Monday, November 11, 2024

LET’S GET PHYSICAL: WOMEN IN CAGES (1971) ** ½

FORMAT:  DVD

ORIGINAL REVIEW:

(As posted on July 14th, 2011)

Women in Cages is pretty much like The Big Doll House and The Big Bird Cage, except its missing director Jack Hill’s trademark black humor.  Because another director, Gerald (The Mad Doctor of Blood Island) de Leon was at the helm, it plays more or less like a straightforward Made in the Philippines Women in Prison Movie.  Another difference is that Pam Grier plays a lesbian GUARD and not a lesbian inmate.  Big difference.
 
And Grier runs the place with an iron fist.  She plays favorites and gives the prisoners privileges in exchange for some kinky bedroom antics.  Whenever they cross her, she puts them in “The Playpen” where they are tortured.  Jennifer Gan is the latest hunk of meat to get thrown in the prison and it doesn’t take long for her to scheme up an escape plan.
 
Women in Cages was filmed on the same sets as The Big Doll House and features many of the same actresses (in addition to Grier, Judy Brown and Roberta Collins are also on hand to bare some skin).  It’s not as much fun as that flick but it does deliver on the Women in Prison goods.  There are strip searches, shower scenes, and catfights to keep you entertained.  For the first hour, Women in Cages is pretty sweet, but the flick goes right into the shitter once the girls escape the prison.  The ending pretty much sucks too, which further detracts from the overall Fun Factor.
 
Grier delivers a down and dirty performance and it’s cool seeing her playing a villain for a change.  Gan on the other hand is pretty annoying and makes for a shitty heroine.  To make matters worse, she resembles Gwyneth Paltrow after a six day drunk.  She and Grier do get the best dialogue exchange in the movie though:
 
Gan:  “What Hell did you crawl out of?”
 
Grier:  “It was called Harlem, baby!”
 
AKA:  The Bamboo Doll House.  AKA:  Women’s Penitentiary 3.

LET’S GET PHYSICAL: SWAMP WOMEN (1956) **

FORMAT:  DVD

ORIGINAL REVIEW:  

(As posted on July 17th, 2007 under the title Swamp Diamonds)

This was one of director Roger Corman’s first films. While it’s not one of his best, this female filled crime melodrama is worth a look if only for a great hateful performance by Beverly Garland. A policewoman (Carol Matthews) infiltrates an all-girl gang serving time in prison. She gains their trust and organizes an escape in exchange for a cut on some diamonds that are stashed in a swamp. Mike “Touch” Connors plays a hapless guy that gets kidnapped by the gang and provides the meager sexual tension. The beginning is hopelessly filled with stock footage of Mardi Gras to pad the already brisk running time, and the ending is wrapped up way too conveniently, but Garland is a hoot at chewing up the scenery. She starred the next year in Corman’s The Gunslinger. Marie (Abbott and Costello Meet the Mummy) Windsor and Jonathan (The Little Shop of Horrors) Haze co-star.

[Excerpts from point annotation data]
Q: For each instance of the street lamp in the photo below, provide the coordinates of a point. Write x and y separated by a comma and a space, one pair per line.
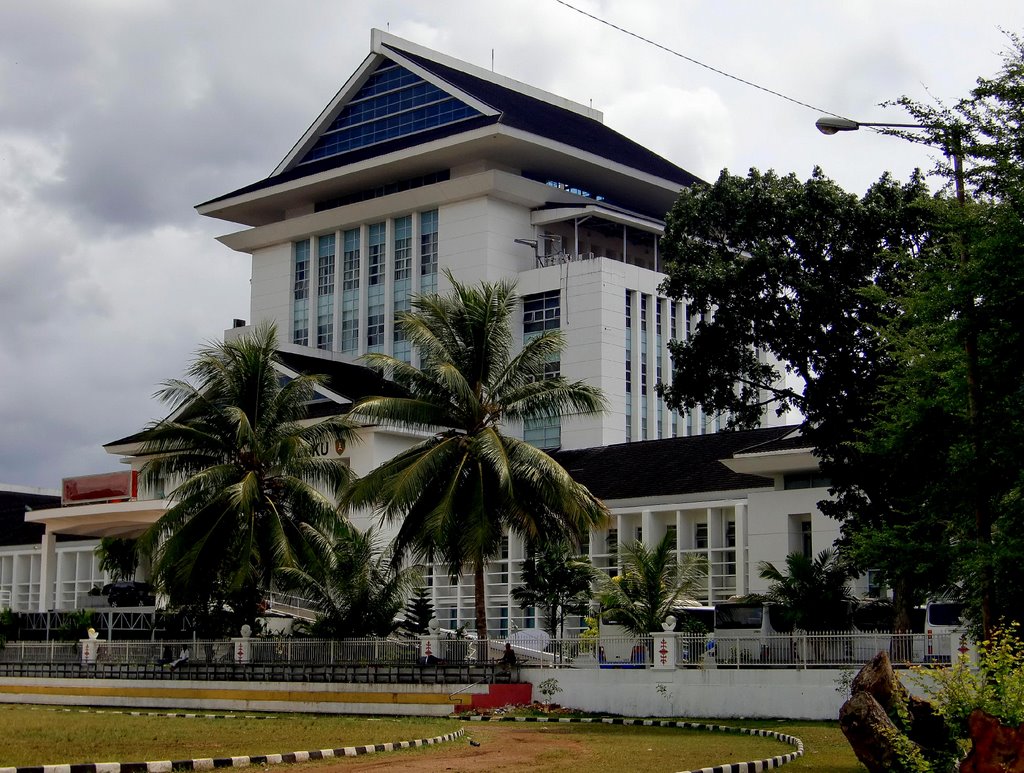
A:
953, 149
829, 125
833, 125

Objectives –
1 – In the movie reviews, what is the name of the place in Women in Cages where prisoners who cross Pam Grier's character are tortured?
2 – Copy the movie reviews from "Women in Cages is pretty much" to "inmate.  Big difference.".
The entries have no connection to the movie reviews.

Full answers –
1 – "The Playpen"

2 –
Women in Cages is pretty much like The Big Doll House and The Big Bird Cage, except its missing director Jack Hill’s trademark black humor.  Because another director, Gerald (The Mad Doctor of Blood Island) de Leon was at the helm, it plays more or less like a straightforward Made in the Philippines Women in Prison Movie.  Another difference is that Pam Grier plays a lesbian GUARD and not a lesbian inmate.  Big difference.